Continue the article about the visual effects company Pixomondo from where it stops.

— START OF Source excerpt —

Pixomondo
- Type: Subsidiary
- Industry: Visual effects Computer animation
- Founded: 2000; 26 years ago in Pfungstadt, Germany
- Founder: Thilo Kuther
- Headquarters: Los Angeles, California
- Number of locations: 7 (2021)
- Key people: Jonny Slow (CEO);
- Services: Visual effects, Virtual Production, VAD, CGI, 3D Animation, Previs, Techvis, Postvis
- Number of employees: 655 (2019)
- Parent: Mayfair Equity Partners (2018–2022) Sony Pictures Entertainment (2022–present)
- Website: pixomondo.com

= Pixomondo =

International visual effects and virtual production company

Pixomondo (PXO) is an academy and Emmy award-winning international visual effects and virtual production company with studios in Los Angeles, Frankfurt, Stuttgart, Vancouver, Toronto, Montreal, and London. The company provides virtual production and visual effects for feature films, television, and commercials. As of 2019, PXO employs over 655 people worldwide.

==History==
PXO was founded in Pfungstadt, Germany as a design studio in 2000 by Thilo Kuther. The company began its work creating video installations and 3D-animations for high-end corporate clients such as Porsche and Bertelsmann. By the end of 2003, PXO consisted of its one office in Pfungstadt and 40 employees. In 2005, the company first began working in the entertainment business by producing the visual effects for the German television film Atlantropa - Der Traum vom neuen Kontinent. In 2005, a second location, specializing in feature films, opened in Ludwigsburg, Germany. At this location, the company produced nearly all the visual effects for the international feature film The Red Baron, which was released in 2008, and earned PXO its first international recognition. In the same year, the first studio abroad opened in London. In 2007 and 2008, studios were opened in Frankfurt and Los Angeles, respectively. Also in 2008, Pixomondo was commissioned by director Roland Emmerich to produce over 100 complete CG-environments for his feature film 2012. PXO's first offices in Asia, specifically in Shanghai and Beijing, were opened in 2009. In 2011, the company expanded its London office and added two studios in Munich and Hamburg, as well as one in Toronto in 2011.

— END OF Source excerpt —
— START OF Listed records —

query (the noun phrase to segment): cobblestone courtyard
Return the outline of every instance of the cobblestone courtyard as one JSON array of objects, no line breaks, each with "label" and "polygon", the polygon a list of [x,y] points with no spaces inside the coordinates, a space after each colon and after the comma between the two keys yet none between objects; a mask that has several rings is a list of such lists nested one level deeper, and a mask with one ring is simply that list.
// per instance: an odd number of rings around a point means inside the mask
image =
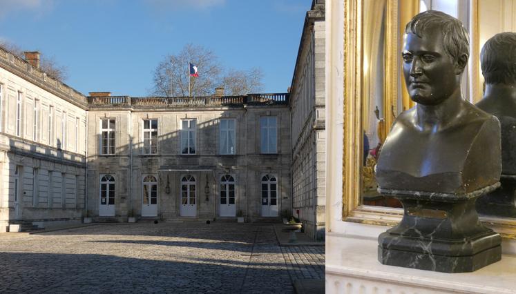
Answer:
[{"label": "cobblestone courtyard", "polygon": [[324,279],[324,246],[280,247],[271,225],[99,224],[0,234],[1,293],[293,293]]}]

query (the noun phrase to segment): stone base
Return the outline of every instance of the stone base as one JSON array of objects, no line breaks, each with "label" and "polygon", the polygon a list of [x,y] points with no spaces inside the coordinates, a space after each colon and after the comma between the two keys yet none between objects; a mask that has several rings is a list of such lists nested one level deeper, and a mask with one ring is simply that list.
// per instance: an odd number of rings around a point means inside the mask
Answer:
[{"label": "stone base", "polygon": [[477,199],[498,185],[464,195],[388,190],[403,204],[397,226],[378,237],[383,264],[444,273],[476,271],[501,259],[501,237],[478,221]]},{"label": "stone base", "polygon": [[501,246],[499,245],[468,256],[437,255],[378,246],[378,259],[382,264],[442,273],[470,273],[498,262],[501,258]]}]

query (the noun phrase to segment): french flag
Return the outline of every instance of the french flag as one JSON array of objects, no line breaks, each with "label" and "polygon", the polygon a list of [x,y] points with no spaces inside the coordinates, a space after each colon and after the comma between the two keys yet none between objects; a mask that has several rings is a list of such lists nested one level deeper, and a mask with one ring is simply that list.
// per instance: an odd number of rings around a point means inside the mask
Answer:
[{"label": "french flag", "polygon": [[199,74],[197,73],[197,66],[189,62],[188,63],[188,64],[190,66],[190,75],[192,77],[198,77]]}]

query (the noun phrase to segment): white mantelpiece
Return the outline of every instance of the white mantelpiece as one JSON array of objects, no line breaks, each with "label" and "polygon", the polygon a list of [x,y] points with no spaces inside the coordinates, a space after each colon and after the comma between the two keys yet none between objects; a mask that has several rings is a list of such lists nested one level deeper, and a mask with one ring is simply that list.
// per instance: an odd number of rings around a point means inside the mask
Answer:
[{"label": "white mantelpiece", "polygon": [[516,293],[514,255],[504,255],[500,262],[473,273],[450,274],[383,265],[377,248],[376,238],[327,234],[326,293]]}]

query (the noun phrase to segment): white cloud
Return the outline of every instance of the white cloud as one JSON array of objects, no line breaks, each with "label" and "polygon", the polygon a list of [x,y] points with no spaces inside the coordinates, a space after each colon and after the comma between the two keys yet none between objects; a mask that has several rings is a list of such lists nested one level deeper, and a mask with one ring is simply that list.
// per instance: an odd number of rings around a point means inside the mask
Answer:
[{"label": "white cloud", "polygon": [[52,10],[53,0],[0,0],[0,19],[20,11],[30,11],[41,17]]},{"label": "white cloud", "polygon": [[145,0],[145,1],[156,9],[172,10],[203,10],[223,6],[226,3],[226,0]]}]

— END OF Listed records —
— START OF Listed records —

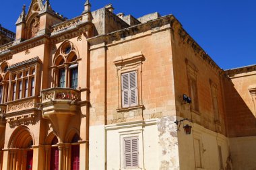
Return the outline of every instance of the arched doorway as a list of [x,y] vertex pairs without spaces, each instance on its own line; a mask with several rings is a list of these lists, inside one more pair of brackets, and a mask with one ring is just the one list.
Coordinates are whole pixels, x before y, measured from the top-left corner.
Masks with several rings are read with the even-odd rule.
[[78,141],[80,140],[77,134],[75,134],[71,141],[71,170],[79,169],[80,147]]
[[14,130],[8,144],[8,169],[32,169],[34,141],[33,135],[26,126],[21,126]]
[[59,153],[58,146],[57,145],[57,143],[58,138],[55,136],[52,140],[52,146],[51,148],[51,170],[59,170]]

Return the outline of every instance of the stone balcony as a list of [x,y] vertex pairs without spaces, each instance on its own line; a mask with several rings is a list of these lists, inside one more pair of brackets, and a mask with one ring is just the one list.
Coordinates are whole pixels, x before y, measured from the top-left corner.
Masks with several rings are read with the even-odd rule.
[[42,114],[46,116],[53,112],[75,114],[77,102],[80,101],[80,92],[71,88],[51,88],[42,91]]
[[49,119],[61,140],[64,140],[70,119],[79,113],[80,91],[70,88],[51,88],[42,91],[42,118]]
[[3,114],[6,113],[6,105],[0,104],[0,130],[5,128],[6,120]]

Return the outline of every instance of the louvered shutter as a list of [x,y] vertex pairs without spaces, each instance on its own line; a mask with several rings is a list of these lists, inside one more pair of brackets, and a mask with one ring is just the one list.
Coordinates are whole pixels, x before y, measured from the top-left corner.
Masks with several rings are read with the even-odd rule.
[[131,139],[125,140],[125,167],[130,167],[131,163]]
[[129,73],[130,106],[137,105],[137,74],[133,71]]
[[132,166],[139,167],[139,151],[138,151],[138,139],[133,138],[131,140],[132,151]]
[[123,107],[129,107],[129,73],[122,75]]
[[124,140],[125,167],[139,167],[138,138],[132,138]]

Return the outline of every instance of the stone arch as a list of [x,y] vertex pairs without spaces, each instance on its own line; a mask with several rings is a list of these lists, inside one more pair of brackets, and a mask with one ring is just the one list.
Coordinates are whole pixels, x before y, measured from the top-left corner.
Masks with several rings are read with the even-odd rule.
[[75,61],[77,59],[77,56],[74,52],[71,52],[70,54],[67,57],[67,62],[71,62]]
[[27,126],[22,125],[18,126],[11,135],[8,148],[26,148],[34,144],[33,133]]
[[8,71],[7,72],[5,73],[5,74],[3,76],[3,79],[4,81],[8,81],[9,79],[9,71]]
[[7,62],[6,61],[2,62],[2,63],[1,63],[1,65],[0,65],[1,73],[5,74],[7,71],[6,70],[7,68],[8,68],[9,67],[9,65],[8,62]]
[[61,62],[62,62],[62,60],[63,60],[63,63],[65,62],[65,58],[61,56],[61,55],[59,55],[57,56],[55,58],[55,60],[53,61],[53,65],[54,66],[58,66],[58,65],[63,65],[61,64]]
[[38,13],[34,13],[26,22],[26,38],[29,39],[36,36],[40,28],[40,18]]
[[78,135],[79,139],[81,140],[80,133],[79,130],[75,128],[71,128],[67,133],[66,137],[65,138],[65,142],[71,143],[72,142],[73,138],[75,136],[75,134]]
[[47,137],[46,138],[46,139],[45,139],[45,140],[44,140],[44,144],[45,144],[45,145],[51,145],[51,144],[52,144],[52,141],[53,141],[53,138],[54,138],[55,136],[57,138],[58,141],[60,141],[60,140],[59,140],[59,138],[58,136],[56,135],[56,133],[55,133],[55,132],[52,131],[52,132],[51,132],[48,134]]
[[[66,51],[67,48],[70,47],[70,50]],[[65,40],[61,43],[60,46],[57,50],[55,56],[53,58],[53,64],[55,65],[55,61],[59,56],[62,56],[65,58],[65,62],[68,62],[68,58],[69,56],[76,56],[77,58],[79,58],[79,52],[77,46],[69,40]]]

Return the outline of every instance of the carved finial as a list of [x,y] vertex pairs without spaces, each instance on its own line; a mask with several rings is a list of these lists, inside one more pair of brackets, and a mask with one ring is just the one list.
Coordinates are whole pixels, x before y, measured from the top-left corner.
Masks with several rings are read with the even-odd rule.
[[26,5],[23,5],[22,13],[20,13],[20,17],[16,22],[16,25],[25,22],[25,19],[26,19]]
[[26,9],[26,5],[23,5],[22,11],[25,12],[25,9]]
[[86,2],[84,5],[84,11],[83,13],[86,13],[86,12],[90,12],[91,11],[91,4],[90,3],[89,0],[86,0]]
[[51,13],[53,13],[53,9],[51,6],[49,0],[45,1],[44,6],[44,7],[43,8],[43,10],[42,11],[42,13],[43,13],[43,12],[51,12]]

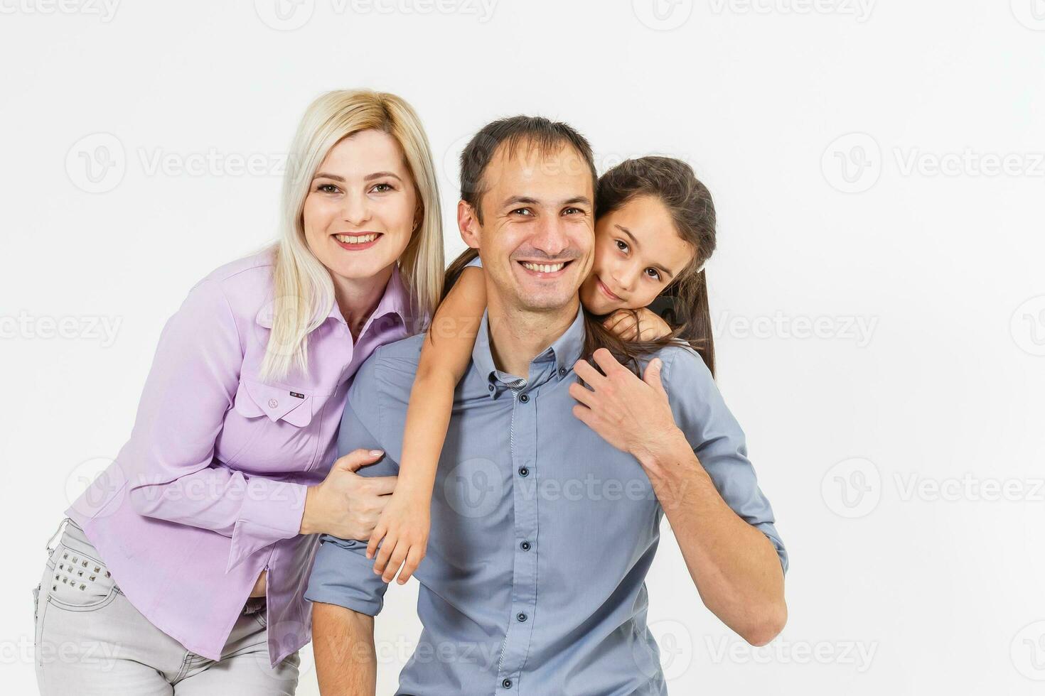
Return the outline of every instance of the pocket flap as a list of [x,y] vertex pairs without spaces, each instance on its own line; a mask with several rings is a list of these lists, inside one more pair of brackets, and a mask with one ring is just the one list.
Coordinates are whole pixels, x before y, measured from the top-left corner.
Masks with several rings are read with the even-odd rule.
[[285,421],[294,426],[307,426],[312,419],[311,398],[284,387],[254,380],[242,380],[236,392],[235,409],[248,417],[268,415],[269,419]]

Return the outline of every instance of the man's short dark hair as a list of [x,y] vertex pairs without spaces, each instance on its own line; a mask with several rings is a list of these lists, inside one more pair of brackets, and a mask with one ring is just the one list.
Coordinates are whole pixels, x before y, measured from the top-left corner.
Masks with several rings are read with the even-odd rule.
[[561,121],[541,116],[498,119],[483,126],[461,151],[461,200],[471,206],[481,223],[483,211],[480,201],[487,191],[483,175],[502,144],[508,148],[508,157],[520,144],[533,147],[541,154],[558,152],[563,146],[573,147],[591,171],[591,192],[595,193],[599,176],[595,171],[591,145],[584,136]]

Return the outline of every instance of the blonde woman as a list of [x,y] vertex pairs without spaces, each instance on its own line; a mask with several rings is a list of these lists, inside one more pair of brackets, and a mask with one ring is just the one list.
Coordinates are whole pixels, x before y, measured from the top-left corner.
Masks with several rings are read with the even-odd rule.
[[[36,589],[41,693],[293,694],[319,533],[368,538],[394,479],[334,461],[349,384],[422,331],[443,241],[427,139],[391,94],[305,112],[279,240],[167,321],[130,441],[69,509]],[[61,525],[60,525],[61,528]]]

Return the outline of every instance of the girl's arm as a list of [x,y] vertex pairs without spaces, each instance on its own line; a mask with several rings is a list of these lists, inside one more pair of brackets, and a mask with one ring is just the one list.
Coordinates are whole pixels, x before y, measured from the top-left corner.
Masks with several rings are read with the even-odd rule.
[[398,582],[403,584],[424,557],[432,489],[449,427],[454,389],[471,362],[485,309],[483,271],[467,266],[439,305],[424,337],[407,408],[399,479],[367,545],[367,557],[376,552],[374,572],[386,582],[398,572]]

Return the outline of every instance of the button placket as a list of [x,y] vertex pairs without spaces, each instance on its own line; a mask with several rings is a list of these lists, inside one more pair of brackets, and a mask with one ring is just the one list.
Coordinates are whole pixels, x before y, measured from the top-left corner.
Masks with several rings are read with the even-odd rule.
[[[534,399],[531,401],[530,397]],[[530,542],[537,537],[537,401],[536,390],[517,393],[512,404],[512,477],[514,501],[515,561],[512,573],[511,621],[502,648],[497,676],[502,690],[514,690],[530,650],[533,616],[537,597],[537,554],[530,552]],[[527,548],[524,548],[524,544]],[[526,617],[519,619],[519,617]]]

— END OF Listed records —
— START OF Listed records —

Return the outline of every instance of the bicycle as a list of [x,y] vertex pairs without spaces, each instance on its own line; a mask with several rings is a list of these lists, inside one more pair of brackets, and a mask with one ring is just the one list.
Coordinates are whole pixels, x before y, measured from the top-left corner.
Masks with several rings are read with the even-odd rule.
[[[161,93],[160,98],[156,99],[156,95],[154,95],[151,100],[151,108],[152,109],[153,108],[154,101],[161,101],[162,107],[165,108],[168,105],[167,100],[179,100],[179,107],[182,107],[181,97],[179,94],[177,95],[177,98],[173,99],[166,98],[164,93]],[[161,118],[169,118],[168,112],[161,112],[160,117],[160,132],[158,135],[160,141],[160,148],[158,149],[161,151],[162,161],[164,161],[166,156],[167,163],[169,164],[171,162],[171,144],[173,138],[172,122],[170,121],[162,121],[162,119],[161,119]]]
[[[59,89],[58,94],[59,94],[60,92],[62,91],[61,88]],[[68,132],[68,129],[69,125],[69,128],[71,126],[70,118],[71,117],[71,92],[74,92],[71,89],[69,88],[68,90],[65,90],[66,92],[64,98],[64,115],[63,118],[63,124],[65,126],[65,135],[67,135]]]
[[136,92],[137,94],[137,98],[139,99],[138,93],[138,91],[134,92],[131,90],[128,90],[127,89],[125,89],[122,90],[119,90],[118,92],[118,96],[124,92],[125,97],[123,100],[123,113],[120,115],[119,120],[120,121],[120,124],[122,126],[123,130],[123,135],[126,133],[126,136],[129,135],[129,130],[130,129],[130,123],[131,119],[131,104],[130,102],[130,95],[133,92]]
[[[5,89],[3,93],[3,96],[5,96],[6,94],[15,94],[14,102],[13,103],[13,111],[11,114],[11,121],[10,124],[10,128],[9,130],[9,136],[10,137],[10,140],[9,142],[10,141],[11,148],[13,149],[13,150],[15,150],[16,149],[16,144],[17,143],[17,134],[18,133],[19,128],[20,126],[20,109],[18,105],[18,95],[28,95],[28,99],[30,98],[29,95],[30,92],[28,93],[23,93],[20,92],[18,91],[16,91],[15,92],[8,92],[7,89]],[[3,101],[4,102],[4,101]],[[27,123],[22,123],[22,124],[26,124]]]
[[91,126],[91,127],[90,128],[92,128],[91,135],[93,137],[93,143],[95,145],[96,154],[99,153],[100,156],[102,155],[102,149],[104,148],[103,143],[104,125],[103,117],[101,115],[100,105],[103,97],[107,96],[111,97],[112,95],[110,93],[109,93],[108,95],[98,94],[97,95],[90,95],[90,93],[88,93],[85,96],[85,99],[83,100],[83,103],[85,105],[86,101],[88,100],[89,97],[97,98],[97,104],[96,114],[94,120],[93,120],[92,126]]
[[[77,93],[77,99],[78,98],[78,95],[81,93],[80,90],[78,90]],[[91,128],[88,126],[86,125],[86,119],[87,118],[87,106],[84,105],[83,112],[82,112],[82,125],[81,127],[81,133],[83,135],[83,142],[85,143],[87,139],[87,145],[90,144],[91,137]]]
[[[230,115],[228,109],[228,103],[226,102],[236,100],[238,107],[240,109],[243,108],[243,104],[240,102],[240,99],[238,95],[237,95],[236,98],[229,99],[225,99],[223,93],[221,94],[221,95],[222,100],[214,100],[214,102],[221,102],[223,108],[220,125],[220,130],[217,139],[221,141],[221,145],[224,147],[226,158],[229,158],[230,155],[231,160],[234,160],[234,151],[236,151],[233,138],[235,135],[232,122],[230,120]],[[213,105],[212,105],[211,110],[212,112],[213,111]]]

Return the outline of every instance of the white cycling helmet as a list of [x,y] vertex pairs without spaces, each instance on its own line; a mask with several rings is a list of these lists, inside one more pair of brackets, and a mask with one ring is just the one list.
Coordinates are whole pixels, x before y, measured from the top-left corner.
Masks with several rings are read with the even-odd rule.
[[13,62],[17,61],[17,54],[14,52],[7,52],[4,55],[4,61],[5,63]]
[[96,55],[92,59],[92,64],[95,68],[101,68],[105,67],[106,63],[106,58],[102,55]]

— END OF Listed records —

• **Final result**:
PXO closed its London office in February 2013. In 2013, PXO closed its Shanghai and Berlin offices, naming restructuring processes as a reason for the closures. In 2014, the office in Shanghai reopened. In 2018, Mayfair Equity Partners completed a majority investment in PXO. The deal valued PXO at $65 million. Less than a year later, Jonny Slow was appointed as global CEO. In early 2019, PXO opened its Montreal office. In June 2021 PXO closed its Beijing and Shanghai offices and by September had announced a new London division that will offer virtual production services.

In October 2022, Sony Pictures Entertainment acquired 100% of Pixomondo from Mayfair Equity Partners.

In March 2026, it was reported that Sony Pictures Entertainment would wind down Pixomondo after it completes its last remaining contracts. All of Pixomondo's units would be integrated into other areas of Sony Pictures, such as its VFX division being absorbed into Sony Pictures Imageworks.

==Major projects==
===Virtual production===
In September 2020, PXO announced it began construction on a virtual production studio in Toronto, Canada, with Mayfair backing the new venture with a significant new financial commitment. PXO assembled a team of technical partners for the studio that included Epic Games' Unreal Engine, LED manufacturer ROE Visual, Nvidia, and Brompton Technology among others. In January 2021, the inaugural project to shoot on the virtual production stage was Star Trek: Discovery (season four) followed by the spin-off series Star Trek: Strange New Worlds. In July 2021, PXO, in a partnership with Canadian TV and film equipment rental business William F. White International, opened a second virtual production studio in Toronto. Known as Stage 6, it is designed for shorter duration shoots, including commercials and music videos. In November 2021, Netflix announced it partnered with PXO on a custom-built virtual production facility in Vancouver for its live-action adaptation of Avatar: The Last Airbender. In 2022, the Vancouver stage was named the Largest LED Stage by Guinness World Records and is featured in the “Guinness World Records 2023” print edition.

===Academy Award===
On February 26, 2012, PXO won the Academy Award for Best Visual Effects for its work on the film Hugo. The award was presented to Alex Henning and Ben Grossmann, who were the supervisors of the project. With 854 scenes that have a running time of about 62 minutes in the final film, PXO produced about 94% of the film's visual effects. In 2014, the company earned its second Academy Award for Best Visual Effects nomination for its work on Star Trek Into Darkness.

===Star Trek franchise===
After a successful collaboration on Star Trek Into Darkness, PXO continued to work on the franchise, beginning with Star Trek: Discovery, followed by Star Trek: Short Treks and Star Trek: Picard. The company earned a VFX Emmy nomination for its work on Season 2 of Discovery. PXO also provided the animation for Short Treks "The Girl Who Made the Stars" and "Ephraim and Dot," both of which premiered on December 12, 2019. They marked a historic return to animation for Star Trek, which had not delved into the world of animation since the 1973-1974 The Animated Series. PXO took the franchise in a new direction when Discovery Season 4 adopted virtual production for the first time in the franchise's history. Strange New Worlds is the first new series to use virtual production from its inception.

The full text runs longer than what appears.